§ Work instructions
Write only the number of lines in the records beneath that hold "pitch".

[Referring expression data]

========================

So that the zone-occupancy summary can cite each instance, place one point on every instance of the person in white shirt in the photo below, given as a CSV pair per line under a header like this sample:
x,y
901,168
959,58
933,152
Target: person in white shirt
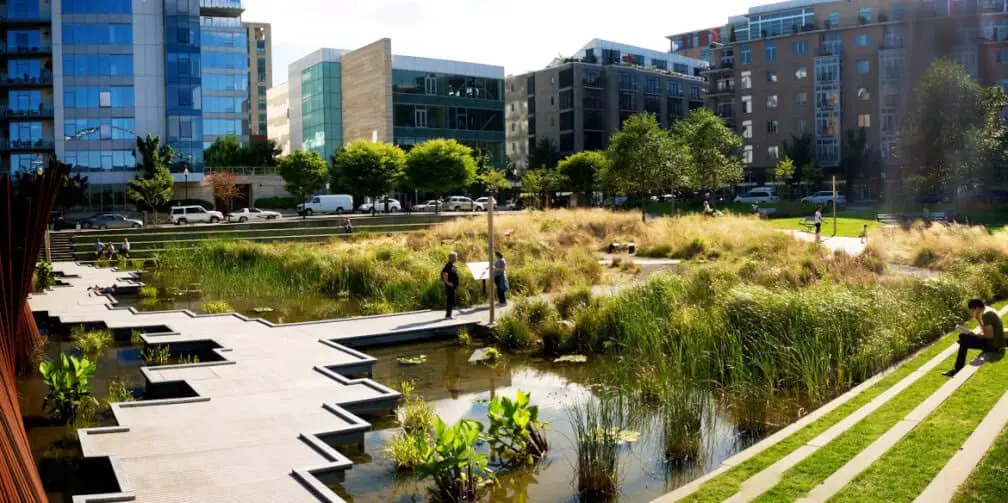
x,y
819,224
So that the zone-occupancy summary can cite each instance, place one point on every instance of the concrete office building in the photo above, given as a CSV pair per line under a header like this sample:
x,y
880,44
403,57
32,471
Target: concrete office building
x,y
827,67
340,96
260,52
578,102
85,78
278,117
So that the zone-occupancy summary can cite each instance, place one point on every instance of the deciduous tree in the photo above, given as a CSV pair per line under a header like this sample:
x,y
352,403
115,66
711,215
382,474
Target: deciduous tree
x,y
373,168
644,159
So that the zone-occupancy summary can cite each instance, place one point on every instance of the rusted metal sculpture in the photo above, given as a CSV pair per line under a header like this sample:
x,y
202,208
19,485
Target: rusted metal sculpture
x,y
25,203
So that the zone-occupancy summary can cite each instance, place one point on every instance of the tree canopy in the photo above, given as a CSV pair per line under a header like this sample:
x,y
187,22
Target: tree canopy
x,y
580,170
304,173
372,168
715,149
439,165
645,159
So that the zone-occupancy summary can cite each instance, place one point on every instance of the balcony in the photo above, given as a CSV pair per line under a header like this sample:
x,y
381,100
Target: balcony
x,y
42,17
44,80
221,8
27,145
23,50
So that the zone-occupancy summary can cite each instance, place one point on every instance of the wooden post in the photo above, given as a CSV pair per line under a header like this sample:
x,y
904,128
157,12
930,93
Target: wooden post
x,y
834,205
490,236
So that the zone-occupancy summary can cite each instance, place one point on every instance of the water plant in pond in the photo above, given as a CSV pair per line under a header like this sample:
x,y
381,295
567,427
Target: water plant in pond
x,y
452,461
597,424
217,307
412,360
69,383
415,415
515,432
92,343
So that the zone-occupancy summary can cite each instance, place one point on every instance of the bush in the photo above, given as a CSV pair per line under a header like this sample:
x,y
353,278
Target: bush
x,y
277,203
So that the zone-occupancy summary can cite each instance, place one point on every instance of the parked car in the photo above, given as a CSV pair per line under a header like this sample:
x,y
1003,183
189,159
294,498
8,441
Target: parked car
x,y
825,198
194,214
247,214
110,221
430,206
462,204
758,196
393,206
327,203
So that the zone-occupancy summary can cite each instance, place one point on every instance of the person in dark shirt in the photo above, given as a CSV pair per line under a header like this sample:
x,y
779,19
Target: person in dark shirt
x,y
989,338
450,276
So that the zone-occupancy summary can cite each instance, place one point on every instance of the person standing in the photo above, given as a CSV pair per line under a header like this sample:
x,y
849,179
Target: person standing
x,y
817,219
500,277
990,335
450,276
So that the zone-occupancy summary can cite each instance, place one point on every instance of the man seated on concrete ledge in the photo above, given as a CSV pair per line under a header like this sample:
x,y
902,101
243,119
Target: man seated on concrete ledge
x,y
990,335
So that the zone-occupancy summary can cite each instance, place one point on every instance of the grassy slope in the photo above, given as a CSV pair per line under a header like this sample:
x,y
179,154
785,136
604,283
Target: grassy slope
x,y
727,484
903,472
989,481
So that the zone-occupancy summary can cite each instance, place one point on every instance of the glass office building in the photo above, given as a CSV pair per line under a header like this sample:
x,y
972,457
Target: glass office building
x,y
83,79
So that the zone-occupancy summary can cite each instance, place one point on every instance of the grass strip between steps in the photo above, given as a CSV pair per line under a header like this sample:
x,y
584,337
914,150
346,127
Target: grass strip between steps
x,y
727,484
902,473
989,481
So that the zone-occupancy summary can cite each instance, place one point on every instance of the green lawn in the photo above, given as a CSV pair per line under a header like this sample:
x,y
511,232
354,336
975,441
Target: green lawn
x,y
989,481
903,472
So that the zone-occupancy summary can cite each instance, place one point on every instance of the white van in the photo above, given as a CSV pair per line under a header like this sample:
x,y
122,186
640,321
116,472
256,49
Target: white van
x,y
329,203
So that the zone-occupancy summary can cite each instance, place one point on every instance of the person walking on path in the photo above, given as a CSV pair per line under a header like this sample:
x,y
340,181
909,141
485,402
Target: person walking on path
x,y
450,276
817,219
500,277
989,337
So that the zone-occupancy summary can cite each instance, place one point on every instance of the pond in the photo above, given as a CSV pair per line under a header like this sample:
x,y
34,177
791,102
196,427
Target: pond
x,y
457,389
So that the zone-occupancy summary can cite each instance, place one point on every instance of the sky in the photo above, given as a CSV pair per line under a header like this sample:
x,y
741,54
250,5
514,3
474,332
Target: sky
x,y
519,34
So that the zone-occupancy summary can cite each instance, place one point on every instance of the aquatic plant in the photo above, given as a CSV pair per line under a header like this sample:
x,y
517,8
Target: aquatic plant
x,y
92,343
415,415
515,432
458,469
69,383
217,307
597,424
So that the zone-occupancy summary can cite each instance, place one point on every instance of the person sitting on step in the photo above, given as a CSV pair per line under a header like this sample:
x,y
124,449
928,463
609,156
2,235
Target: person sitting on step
x,y
989,337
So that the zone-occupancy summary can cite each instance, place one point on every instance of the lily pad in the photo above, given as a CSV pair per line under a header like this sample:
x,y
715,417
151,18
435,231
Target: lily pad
x,y
412,360
572,359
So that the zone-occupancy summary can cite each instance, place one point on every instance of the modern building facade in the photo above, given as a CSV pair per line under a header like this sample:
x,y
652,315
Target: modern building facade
x,y
278,117
579,102
260,52
824,68
83,79
339,96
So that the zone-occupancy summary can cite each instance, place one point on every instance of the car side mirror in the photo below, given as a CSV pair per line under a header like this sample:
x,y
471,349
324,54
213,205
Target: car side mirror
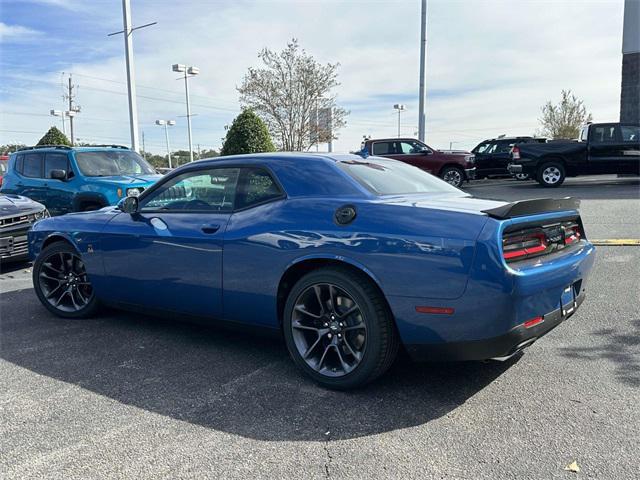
x,y
129,205
58,175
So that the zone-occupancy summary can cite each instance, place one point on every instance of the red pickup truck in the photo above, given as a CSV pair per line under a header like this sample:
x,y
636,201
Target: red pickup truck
x,y
453,168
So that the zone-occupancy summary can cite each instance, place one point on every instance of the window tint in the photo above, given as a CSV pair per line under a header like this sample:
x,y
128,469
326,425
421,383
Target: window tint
x,y
482,148
382,148
112,162
387,177
630,133
203,190
411,147
604,134
55,161
257,187
32,165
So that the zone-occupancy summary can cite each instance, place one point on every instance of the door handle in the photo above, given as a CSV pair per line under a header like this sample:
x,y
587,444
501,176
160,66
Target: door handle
x,y
210,228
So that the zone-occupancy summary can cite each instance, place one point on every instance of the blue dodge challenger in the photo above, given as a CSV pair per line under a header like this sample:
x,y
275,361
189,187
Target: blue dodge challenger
x,y
349,256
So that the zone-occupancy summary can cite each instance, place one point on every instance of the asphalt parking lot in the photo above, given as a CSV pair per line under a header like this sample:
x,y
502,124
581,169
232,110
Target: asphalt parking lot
x,y
125,396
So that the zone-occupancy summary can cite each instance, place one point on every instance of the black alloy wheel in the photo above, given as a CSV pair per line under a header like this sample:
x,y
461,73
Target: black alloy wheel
x,y
338,328
61,282
453,176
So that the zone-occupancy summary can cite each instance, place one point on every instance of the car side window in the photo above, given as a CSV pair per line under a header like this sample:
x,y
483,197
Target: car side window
x,y
18,164
630,133
382,148
604,134
256,186
410,147
212,189
32,165
55,161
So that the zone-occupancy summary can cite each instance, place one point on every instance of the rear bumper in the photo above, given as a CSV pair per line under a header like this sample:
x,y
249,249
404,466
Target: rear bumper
x,y
500,347
470,173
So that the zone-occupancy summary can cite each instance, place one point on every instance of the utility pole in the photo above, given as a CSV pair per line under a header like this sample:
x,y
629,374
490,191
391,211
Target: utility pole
x,y
131,82
72,109
423,57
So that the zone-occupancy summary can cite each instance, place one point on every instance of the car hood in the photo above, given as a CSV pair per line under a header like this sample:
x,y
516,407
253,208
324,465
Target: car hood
x,y
128,180
11,205
458,203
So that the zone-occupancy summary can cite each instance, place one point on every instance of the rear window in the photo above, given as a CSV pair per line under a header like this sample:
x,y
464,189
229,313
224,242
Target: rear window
x,y
389,177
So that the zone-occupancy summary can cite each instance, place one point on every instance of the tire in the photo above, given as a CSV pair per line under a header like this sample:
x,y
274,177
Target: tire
x,y
551,174
61,282
453,176
349,339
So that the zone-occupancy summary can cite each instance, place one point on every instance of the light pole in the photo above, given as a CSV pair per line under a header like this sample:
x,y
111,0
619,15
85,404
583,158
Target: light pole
x,y
131,81
423,59
400,107
188,72
167,124
60,113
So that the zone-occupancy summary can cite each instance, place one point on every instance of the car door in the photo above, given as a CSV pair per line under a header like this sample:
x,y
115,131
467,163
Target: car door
x,y
30,180
631,148
605,148
168,255
59,194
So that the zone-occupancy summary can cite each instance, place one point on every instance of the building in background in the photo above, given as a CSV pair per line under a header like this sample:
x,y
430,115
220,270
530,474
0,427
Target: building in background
x,y
630,89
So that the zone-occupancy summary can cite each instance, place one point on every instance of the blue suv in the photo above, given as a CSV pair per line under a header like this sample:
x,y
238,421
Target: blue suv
x,y
77,179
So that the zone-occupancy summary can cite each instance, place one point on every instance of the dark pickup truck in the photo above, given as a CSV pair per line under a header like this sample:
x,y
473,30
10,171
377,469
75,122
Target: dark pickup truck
x,y
602,148
453,168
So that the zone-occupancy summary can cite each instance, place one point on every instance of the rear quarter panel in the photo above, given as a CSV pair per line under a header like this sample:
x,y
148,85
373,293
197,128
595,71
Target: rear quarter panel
x,y
414,252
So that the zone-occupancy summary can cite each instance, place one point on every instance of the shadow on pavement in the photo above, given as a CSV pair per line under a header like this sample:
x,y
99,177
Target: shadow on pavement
x,y
9,267
224,380
621,348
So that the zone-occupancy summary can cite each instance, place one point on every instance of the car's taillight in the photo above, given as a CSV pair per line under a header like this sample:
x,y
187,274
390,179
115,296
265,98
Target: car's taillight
x,y
572,234
521,245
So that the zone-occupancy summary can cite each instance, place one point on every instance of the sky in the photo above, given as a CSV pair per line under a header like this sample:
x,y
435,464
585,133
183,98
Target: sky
x,y
491,64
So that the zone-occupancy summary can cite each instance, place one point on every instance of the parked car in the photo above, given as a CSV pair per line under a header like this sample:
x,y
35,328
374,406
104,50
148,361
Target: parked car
x,y
347,256
602,148
67,179
17,214
4,160
453,168
492,156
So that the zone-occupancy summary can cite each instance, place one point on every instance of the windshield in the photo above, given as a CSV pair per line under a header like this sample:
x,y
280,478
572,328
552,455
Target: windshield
x,y
389,177
110,162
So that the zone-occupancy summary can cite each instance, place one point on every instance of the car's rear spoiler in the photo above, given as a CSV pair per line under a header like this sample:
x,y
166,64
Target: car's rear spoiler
x,y
531,207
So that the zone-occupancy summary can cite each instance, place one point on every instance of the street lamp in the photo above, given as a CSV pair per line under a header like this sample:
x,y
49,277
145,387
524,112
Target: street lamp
x,y
166,124
60,113
400,107
188,72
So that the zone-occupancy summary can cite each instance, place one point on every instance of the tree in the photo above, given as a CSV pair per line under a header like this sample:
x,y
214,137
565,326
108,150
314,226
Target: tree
x,y
287,92
54,137
247,134
10,147
564,119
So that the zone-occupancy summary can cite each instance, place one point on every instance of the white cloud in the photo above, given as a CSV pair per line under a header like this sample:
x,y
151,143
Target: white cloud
x,y
490,65
16,32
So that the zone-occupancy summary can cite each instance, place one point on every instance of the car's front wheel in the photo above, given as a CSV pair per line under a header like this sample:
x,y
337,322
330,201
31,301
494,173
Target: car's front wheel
x,y
453,176
338,328
551,174
61,283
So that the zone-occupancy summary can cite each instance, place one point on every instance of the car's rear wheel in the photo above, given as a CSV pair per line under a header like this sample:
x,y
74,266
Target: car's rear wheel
x,y
453,176
338,328
61,282
551,174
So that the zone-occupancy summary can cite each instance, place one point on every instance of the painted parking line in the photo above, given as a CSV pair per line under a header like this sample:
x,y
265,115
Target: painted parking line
x,y
620,242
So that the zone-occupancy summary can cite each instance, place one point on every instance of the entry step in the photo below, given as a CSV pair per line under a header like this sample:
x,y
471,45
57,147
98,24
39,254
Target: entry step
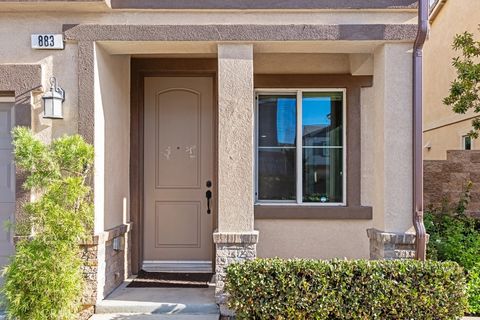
x,y
156,302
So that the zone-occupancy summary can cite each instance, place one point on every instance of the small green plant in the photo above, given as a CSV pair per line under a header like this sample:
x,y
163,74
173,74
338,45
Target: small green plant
x,y
44,280
455,236
340,289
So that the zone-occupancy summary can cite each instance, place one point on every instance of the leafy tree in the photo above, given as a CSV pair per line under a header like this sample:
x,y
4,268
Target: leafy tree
x,y
44,280
465,89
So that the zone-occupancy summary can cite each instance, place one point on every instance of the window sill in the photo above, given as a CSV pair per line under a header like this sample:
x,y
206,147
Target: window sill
x,y
312,212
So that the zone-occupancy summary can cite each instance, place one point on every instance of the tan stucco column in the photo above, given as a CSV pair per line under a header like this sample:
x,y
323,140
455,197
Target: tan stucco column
x,y
235,238
392,199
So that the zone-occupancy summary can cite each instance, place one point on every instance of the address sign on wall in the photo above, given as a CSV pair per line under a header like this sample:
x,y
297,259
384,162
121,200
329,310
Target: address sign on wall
x,y
48,41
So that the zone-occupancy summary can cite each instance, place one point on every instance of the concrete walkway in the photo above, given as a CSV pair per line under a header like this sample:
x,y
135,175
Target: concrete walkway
x,y
158,303
153,317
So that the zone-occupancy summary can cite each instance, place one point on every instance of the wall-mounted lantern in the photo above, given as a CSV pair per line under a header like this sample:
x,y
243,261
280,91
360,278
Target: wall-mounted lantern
x,y
53,101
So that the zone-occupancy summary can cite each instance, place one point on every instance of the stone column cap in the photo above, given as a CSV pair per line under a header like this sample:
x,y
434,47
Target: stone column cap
x,y
248,237
391,237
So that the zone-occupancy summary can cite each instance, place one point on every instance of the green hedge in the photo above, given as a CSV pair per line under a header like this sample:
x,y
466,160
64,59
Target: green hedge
x,y
340,289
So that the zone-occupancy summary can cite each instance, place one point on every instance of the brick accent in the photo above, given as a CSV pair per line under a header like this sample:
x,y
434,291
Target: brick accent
x,y
104,268
231,247
390,245
445,180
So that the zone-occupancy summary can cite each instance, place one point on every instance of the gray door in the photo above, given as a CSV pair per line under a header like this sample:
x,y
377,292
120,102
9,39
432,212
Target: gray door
x,y
7,180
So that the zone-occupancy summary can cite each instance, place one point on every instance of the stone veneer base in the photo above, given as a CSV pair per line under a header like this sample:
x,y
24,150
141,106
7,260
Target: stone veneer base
x,y
231,247
104,268
391,245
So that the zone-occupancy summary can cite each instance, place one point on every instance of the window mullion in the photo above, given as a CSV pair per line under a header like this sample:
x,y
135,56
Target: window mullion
x,y
299,162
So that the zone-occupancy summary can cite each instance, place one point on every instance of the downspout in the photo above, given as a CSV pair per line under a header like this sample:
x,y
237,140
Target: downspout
x,y
421,234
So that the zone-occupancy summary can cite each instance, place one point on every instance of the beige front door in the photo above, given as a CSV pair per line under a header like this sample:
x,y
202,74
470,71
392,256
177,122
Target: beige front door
x,y
178,172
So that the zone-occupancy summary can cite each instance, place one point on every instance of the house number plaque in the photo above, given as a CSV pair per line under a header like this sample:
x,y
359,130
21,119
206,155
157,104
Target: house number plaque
x,y
48,41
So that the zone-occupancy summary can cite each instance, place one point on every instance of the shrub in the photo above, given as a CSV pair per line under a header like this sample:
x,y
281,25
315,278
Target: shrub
x,y
44,280
312,289
455,236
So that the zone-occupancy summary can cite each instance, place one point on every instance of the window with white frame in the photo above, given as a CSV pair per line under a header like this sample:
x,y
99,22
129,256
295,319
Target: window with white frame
x,y
301,146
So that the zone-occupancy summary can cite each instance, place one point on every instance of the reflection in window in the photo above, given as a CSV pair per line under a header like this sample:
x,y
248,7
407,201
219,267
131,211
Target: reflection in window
x,y
322,135
277,121
320,144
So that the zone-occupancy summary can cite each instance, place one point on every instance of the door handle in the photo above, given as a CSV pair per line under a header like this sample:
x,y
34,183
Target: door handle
x,y
208,195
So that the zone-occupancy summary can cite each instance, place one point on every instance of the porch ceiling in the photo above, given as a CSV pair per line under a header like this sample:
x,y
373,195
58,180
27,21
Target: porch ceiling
x,y
209,48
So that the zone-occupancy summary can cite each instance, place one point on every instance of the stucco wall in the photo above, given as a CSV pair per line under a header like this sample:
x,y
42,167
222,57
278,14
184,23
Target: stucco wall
x,y
315,239
392,113
320,239
112,139
443,128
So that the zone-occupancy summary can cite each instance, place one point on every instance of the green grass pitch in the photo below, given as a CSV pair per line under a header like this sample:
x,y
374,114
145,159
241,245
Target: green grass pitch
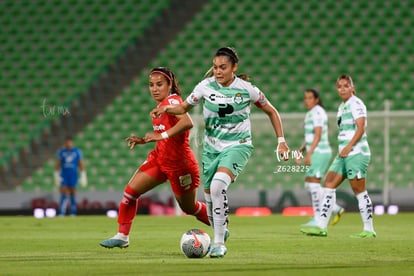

========================

§ Final answer
2